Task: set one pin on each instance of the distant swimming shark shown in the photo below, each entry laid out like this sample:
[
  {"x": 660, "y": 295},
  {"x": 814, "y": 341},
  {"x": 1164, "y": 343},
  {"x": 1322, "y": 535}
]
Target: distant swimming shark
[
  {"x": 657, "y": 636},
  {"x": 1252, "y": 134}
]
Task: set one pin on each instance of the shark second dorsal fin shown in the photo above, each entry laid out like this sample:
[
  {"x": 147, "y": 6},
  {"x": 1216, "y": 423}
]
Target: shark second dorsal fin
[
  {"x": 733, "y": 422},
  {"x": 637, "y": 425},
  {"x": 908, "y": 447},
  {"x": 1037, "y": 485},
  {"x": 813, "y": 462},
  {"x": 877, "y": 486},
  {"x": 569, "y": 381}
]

______

PROBLEM TO SOLVE
The records above should be repeated exactly. Print them all.

SOLUTION TO THE PROBLEM
Task: set one pin on each instance of the distant swimming shark shown in the photo below, each entry laid out like this sample:
[
  {"x": 660, "y": 295},
  {"x": 814, "y": 341},
  {"x": 1164, "y": 343},
  {"x": 1322, "y": 535}
]
Target: distant swimming shark
[
  {"x": 657, "y": 636},
  {"x": 1252, "y": 134}
]
Task: set one pin on each instance of the shark second dorsal fin shown in the photo above, each entry laid out like this sample:
[
  {"x": 147, "y": 6},
  {"x": 1216, "y": 423}
]
Target: shark second dorsal fin
[
  {"x": 733, "y": 422},
  {"x": 637, "y": 425},
  {"x": 908, "y": 447},
  {"x": 1037, "y": 485},
  {"x": 813, "y": 462},
  {"x": 877, "y": 486},
  {"x": 569, "y": 381}
]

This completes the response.